- TASK REQUIREMENTS
Pictures stay out. All the rest of the records must be repeated exactly.

- RECORDS FOR THE TASK

* * * * * * * * *

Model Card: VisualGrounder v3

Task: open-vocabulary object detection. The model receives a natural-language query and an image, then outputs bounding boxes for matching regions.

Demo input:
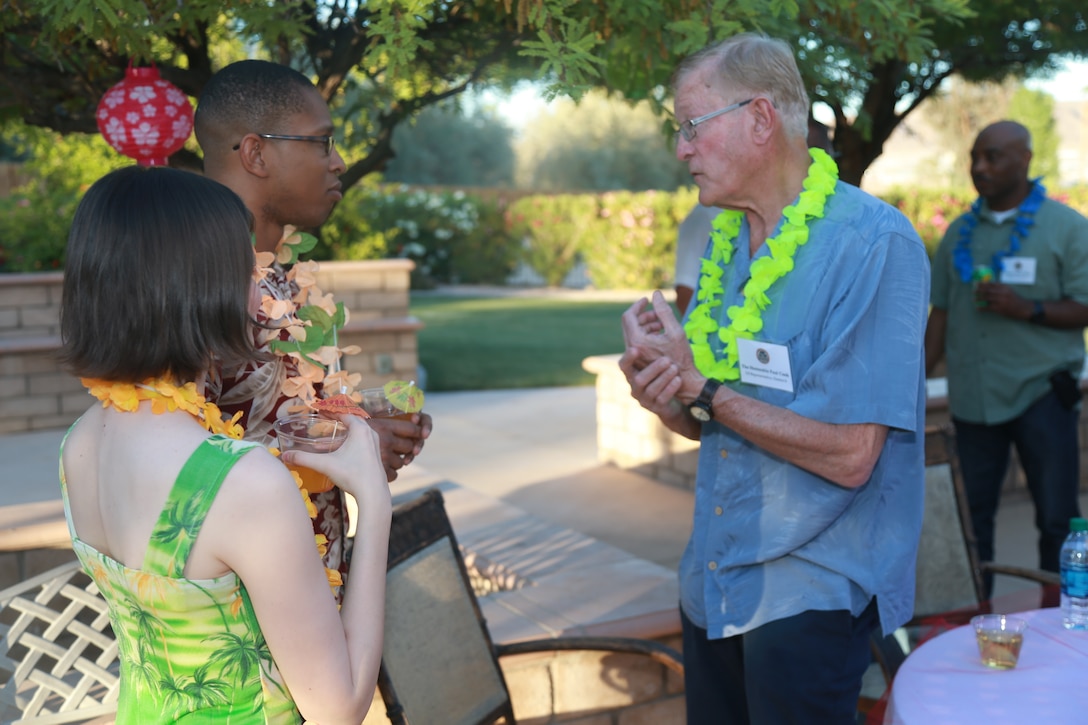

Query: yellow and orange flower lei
[254,226,362,409]
[82,377,245,439]
[82,376,341,596]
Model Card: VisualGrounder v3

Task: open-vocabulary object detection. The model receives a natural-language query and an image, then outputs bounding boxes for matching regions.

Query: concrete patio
[1,384,1074,601]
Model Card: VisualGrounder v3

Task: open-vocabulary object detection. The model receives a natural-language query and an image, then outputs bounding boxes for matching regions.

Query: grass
[410,295,635,391]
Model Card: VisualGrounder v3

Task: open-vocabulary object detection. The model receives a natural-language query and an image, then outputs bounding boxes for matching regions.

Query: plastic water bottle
[1060,517,1088,630]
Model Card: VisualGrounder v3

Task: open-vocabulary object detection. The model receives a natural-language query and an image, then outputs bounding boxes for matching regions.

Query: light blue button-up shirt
[679,182,929,639]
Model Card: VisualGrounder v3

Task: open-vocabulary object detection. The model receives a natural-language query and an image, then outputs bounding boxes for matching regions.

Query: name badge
[737,338,794,392]
[1000,257,1037,285]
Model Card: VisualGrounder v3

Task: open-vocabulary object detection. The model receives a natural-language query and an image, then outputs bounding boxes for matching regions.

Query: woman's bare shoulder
[214,444,302,513]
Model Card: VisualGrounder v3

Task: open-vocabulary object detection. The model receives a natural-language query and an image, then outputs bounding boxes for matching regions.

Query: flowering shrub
[582,188,700,290]
[505,187,699,290]
[324,185,516,288]
[880,188,974,256]
[506,194,597,287]
[883,186,1088,256]
[8,145,1088,286]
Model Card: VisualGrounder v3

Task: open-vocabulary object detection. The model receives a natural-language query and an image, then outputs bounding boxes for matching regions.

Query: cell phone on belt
[1049,369,1083,410]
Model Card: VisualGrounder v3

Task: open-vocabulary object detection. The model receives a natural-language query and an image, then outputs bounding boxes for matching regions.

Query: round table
[886,607,1088,724]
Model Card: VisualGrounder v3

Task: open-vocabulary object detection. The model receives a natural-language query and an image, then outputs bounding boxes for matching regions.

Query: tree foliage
[902,77,1061,190]
[382,101,516,187]
[1008,86,1060,187]
[516,90,689,191]
[1,0,979,195]
[803,1,1088,184]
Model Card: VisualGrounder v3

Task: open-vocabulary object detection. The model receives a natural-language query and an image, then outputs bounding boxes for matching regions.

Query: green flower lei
[683,148,839,381]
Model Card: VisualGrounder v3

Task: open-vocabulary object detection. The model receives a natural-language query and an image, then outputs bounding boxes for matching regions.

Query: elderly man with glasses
[620,34,929,723]
[194,60,432,601]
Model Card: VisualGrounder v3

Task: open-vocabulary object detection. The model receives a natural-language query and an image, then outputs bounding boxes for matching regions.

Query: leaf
[297,304,334,332]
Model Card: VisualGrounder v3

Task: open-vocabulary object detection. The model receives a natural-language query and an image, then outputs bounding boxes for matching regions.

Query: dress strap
[58,421,79,543]
[142,436,261,577]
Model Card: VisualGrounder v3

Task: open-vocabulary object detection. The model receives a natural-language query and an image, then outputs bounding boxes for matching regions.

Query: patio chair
[867,424,1060,687]
[376,488,684,725]
[0,559,119,724]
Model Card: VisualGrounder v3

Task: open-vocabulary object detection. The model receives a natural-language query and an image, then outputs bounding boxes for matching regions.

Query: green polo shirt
[931,197,1088,424]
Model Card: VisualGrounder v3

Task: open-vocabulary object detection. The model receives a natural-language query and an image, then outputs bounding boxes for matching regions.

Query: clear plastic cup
[971,614,1027,669]
[273,413,346,494]
[359,387,414,420]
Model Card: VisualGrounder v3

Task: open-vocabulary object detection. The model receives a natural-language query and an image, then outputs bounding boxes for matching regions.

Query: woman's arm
[207,419,391,725]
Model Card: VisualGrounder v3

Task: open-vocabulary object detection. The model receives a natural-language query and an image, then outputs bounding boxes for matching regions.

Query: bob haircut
[60,166,258,383]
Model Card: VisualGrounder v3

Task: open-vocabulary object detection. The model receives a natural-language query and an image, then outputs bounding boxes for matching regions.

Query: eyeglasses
[677,99,754,142]
[232,133,336,155]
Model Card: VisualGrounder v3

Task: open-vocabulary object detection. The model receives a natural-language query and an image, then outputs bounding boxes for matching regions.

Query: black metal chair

* * * * * * * * *

- COMPLETED EXERCISE
Model Card: VisualGrounder v3

Task: open-vocabulary object detection. The model receives a natural-language query and an image, then outputs bounding boxes for matching regions.

Demo input:

Query: yellow and orange flower lei
[254,226,362,409]
[82,377,245,439]
[82,376,341,596]
Model Card: VisualGrounder v3

Task: open-vocabulary object detection. The model receives a natural-language query and an image, then outputs bounding boxes for matching regions.

Query: concrete patio
[1,384,1074,601]
Model Card: VisualGrounder v3

Task: open-vocabulary object detection. The model receives a natural-language query and an image, then outputs bounding boxes for matching regions.

Query: grass
[410,295,635,391]
Model Card: VisualGrounder v3

Task: open-vocabulary object detection. The model receives a natural-language query and an image, then outputs bounding boxes for matching regions.

Query: plastic water bottle
[1060,517,1088,630]
Model Card: VisualGrounder v3

Task: open-vocabulary object detection. The model receives a natural-language query and an image, then outputs bounding boxes for matching regions.

Query: light blue button-up shirt
[679,182,929,639]
Model Card: VisualGrounder v3

Task: open-vocabulary object detection. The model receives a natural-language query and an image, then outputs bounding boxes for matching regions.

Query: name badge
[737,338,794,392]
[1000,257,1037,285]
Model Card: VisualGrounder v3

Task: open-vocabulary object detection. The model receives a natural-language query and an image, then outputs bounding boxes for matching regions.

Query: woman's bare shoulder
[214,444,302,513]
Model Card: VisualGrounder v3

Task: open-vocabulary object detection. The model receives a natural-language query and an image, then outputs bounding boxes for matching regions.

Query: flowering shrub
[582,188,700,290]
[505,187,699,290]
[324,185,516,288]
[880,188,974,256]
[506,194,597,287]
[883,186,1088,256]
[8,145,1088,286]
Model Card: VisualGrounder v3

Task: open-vocabulary object detection. The model receives a natural-language query and an image, then outputs bounding boxes for matching regions.

Query: cell phone on belt
[1049,369,1083,410]
Model Card: VisualGrounder v3

Task: open-vocabulary object detection. The model receives a natural-language query and an image, then outputs bounding boxes for matching regions.

Query: round table
[886,607,1088,724]
Model Card: VisualGrounder v3

Task: open-vocabulary object detection. The model receives a natural-language query and an image, then outputs bounding boxes for matching regions.

Query: tree foliage
[902,77,1061,190]
[382,101,516,187]
[1008,86,1060,187]
[516,90,689,191]
[1,0,979,195]
[803,1,1088,184]
Model Card: VisualGrounder v3

Task: open-vocabulary object detection. The model receives a natural-language query and an image, then outputs bounding boxes for matching regions.

Query: green flower lei
[683,148,839,381]
Model Card: VisualGrounder v3

Task: open-vocabulary object detection. The model receives a natural-language query and an image, then outputs bounding boxes for matching regions.

Query: elderly man with glasses
[620,34,929,723]
[194,60,432,601]
Model Card: VisualGrounder v3

Task: open-vocabulary object detection. The model receives a natural-language query and an image, then outputs bounding boxes for matching regions.

Query: leaf
[297,304,334,332]
Model Card: VisualGrounder v3

Task: open-vocabulary object detection. The model receives a natural-language query and an image, then outputs bounding boxes for matching regions.

Query: dress strap
[58,421,79,543]
[142,436,261,577]
Model Card: VisualGrounder v3

Task: open-vocabulary object detection. The model receives a natural-language query and an image, then outputs bounding boxes for matching regions.

Query: patio chair
[867,424,1060,687]
[376,488,684,725]
[0,559,119,724]
Model Card: VisualGrounder v3

Task: open-vocabulary object detection. The model receives a natural-language query and an image, then outputs bounding boxes for matching regions.

Query: green polo shirt
[931,197,1088,424]
Model Card: VisualGrounder v3

Task: open-vocabulary object detection. The model receives a natural-language query and an image, then outputs bounding boxes for matching regions.

Query: clear plastic cup
[971,614,1027,669]
[273,413,346,494]
[359,387,414,420]
Model Card: VisualGrounder v3

Task: open-vocabulary object detection. The model receives a natural-language query and an image, then outputs bounding boxes for matching regions.

Query: woman's arm
[207,419,391,725]
Model Card: VisualGrounder v3

Task: open-vocabulary object detection. The model receives a natural-language query and an image, then outputs bounding boxes for matching regions.

Query: bob haircut
[60,166,258,383]
Model Card: VisualGrounder v3

Task: open-vocabulary object detection. The model receives a natural-language query and an image, then outputs bounding boxes for matching regions.

Query: eyeglasses
[677,99,754,142]
[232,133,336,155]
Model Card: VisualGrounder v3

Task: open-vocabulary object detection. The model receives a natural-language query and an image, then outputs bounding boxes for matching regions.

Query: black metal chair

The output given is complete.